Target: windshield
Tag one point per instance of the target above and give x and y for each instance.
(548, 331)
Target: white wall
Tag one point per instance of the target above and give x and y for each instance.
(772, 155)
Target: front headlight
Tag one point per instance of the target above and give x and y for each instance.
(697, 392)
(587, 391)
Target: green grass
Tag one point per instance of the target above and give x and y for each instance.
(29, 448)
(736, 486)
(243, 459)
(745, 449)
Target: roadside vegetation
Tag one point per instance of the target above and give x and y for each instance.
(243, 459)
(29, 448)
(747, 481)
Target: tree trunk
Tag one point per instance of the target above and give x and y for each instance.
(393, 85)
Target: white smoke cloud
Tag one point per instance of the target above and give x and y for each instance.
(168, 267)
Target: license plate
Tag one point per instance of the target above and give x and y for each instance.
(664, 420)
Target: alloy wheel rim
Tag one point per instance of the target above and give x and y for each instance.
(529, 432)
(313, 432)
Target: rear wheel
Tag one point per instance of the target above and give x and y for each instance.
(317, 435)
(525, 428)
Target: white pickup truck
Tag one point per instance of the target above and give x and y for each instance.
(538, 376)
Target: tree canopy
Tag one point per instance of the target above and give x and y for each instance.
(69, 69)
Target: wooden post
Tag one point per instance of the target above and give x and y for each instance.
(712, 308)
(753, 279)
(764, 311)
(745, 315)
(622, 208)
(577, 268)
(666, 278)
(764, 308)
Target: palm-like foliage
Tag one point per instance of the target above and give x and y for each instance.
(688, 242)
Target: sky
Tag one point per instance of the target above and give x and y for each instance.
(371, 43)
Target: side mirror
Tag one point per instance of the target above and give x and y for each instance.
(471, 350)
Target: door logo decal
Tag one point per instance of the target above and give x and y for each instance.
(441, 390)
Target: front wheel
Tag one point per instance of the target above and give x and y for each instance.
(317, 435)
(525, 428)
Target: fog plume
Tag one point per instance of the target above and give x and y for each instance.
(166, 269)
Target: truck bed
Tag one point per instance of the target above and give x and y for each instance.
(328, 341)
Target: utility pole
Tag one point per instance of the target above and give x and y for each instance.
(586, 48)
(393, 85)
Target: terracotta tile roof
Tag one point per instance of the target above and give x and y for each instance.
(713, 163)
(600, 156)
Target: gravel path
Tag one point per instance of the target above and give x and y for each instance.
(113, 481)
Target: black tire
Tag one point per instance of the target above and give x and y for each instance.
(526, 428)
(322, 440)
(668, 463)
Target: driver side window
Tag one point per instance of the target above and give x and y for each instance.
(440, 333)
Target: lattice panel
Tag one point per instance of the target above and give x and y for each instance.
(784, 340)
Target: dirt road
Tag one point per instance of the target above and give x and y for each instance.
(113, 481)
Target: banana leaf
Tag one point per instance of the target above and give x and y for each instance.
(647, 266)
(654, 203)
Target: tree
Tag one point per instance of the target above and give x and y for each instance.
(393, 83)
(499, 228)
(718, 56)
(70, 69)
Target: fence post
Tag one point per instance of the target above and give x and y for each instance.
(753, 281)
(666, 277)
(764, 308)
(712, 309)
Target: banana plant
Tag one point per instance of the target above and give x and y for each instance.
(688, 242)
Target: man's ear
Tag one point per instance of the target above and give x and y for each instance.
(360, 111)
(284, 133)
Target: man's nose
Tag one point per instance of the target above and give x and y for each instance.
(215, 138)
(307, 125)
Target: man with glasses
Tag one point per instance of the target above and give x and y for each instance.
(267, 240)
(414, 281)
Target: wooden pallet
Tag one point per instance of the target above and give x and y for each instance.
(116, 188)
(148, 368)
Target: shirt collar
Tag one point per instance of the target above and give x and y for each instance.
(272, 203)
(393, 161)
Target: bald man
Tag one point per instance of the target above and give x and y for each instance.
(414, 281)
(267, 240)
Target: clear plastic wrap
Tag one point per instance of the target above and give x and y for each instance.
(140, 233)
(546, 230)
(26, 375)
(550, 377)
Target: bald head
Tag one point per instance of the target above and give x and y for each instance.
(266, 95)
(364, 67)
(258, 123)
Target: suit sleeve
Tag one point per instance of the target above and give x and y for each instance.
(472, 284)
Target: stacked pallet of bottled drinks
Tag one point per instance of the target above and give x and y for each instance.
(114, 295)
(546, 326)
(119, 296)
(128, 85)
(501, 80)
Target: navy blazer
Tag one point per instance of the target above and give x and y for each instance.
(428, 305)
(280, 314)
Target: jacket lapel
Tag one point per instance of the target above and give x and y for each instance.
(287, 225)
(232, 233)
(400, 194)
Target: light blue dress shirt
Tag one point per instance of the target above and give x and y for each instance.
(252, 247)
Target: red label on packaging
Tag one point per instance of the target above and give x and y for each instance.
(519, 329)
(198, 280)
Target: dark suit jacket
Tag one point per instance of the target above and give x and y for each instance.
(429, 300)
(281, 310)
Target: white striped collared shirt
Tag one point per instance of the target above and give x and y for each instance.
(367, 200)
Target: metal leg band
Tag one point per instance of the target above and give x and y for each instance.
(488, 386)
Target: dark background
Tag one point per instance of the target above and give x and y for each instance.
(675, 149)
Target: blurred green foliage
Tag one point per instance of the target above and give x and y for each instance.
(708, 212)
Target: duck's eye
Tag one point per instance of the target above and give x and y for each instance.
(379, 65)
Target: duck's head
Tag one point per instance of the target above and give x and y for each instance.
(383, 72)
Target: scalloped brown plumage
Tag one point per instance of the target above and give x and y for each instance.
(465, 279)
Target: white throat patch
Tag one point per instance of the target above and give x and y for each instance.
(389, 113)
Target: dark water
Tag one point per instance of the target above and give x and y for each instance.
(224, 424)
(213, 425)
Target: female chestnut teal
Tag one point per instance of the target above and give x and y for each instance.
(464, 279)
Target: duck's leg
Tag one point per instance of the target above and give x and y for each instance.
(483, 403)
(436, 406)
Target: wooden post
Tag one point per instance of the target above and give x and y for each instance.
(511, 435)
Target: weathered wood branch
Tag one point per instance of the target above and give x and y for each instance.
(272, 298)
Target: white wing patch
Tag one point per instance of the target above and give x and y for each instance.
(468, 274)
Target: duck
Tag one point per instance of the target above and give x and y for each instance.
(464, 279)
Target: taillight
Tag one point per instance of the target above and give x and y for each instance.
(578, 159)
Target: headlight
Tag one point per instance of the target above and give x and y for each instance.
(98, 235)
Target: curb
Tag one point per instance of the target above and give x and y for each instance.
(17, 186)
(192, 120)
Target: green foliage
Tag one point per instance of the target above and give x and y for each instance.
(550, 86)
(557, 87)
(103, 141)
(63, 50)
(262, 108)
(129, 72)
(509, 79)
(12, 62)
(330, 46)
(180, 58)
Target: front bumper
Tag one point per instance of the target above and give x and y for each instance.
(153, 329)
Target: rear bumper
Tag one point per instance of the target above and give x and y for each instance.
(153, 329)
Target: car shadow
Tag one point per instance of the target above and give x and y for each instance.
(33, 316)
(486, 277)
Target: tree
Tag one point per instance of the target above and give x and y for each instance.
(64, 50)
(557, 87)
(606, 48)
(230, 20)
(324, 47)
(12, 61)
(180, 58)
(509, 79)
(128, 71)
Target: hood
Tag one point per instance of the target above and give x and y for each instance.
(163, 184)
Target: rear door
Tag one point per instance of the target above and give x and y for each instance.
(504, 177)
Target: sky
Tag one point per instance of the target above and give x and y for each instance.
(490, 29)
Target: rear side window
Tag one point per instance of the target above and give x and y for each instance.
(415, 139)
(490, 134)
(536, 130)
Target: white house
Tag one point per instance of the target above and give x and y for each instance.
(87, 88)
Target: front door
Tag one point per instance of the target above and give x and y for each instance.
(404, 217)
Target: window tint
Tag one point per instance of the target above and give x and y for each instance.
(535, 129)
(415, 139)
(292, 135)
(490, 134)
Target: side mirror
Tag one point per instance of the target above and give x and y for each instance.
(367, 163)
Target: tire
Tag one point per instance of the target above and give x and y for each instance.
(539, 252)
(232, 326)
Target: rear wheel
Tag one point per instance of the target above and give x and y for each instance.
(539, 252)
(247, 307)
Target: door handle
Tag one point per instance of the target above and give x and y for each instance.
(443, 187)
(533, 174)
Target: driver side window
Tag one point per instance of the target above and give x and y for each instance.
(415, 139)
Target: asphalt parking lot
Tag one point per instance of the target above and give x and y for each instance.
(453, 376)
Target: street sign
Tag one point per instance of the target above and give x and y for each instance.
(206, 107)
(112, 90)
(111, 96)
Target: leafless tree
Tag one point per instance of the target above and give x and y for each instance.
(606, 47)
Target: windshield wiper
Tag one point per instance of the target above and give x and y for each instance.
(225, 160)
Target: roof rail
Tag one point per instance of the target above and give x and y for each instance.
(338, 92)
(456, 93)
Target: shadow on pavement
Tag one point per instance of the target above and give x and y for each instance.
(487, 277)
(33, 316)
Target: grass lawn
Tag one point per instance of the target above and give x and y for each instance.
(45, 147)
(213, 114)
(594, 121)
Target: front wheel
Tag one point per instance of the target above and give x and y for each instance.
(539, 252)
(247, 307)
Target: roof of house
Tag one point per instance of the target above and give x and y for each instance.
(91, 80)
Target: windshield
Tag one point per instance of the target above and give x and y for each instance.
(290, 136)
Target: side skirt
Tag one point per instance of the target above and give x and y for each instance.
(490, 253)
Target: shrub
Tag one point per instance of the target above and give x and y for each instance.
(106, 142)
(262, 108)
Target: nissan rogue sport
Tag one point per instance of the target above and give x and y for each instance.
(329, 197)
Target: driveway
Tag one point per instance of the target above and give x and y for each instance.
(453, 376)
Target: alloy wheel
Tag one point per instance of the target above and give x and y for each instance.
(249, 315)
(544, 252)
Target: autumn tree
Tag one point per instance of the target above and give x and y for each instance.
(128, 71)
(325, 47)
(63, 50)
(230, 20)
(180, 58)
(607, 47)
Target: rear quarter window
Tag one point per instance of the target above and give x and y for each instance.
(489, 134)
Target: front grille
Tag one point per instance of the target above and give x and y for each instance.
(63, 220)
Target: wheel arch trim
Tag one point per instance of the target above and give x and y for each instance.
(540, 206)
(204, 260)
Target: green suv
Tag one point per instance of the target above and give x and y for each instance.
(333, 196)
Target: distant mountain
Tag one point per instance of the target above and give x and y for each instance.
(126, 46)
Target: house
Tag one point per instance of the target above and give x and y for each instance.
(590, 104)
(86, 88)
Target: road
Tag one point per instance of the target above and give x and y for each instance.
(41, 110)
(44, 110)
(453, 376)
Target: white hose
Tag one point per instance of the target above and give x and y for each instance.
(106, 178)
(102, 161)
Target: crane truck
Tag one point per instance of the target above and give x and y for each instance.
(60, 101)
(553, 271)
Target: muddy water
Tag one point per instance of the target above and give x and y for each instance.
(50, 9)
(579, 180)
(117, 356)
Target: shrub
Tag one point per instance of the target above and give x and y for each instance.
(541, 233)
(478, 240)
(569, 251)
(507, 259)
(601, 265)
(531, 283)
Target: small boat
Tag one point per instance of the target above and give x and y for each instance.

* _Job_
Look above for the line containing "Target: side skirt"; copy from it through the last line, exactly, and nothing more.

* _Task solution_
Target: side skirt
Tag one point per instance of the target above and give x and y for each instance.
(490, 253)
Target: shrub
Tag one point per instance of the target above and give x and y for each instance.
(106, 142)
(262, 108)
Target: nissan rogue sport
Tag one point per instance of the target above and give x and y for each instance.
(329, 197)
Target: driveway
Tag one point per instance of the target above and give x and y for each instance.
(453, 376)
Target: alloy wheel
Tag one point per instance of the target above and give x and y for each instance.
(249, 315)
(544, 252)
Target: autumn tree
Tag one point per instance of the target above and give x and y for each instance.
(128, 71)
(325, 47)
(63, 50)
(230, 20)
(180, 58)
(607, 47)
Target: rear quarter window
Tag one point per instance of the target above and give x and y for each instance.
(489, 134)
Target: front grille
Tag one point per instance of the target above and give x and y for each instance.
(63, 220)
Target: wheel arch trim
Tag one point per instance of the target above and give x and y for each instance.
(540, 206)
(204, 260)
Target: green suv
Tag one point per instance of the target above and give x and y for each instance.
(333, 196)
Target: distant mountain
Tag one point per instance of the target above and give x and y for each instance.
(126, 46)
Target: house
Tag one point per instance of the target above and give x and y for each instance.
(590, 104)
(86, 88)
Target: road
Tag one point per instance of the target above and give x and y for each instance.
(41, 110)
(44, 110)
(453, 376)
Target: white hose
Tag one point per instance of the target above and give x and y for each instance.
(106, 178)
(102, 161)
Target: crane truck
Tag one point per instance of the target above and give x and y for each instance.
(60, 101)
(553, 271)
Target: muddy water
Tag one point per instance of the target above and give x and y for each instance.
(50, 9)
(579, 180)
(117, 356)
Target: shrub
Tag one point per instance of the target above and give x and y for each instance.
(541, 233)
(478, 240)
(569, 251)
(507, 259)
(601, 265)
(531, 283)
Target: small boat
Tag one point per instance of the target above and give x and y for each instance.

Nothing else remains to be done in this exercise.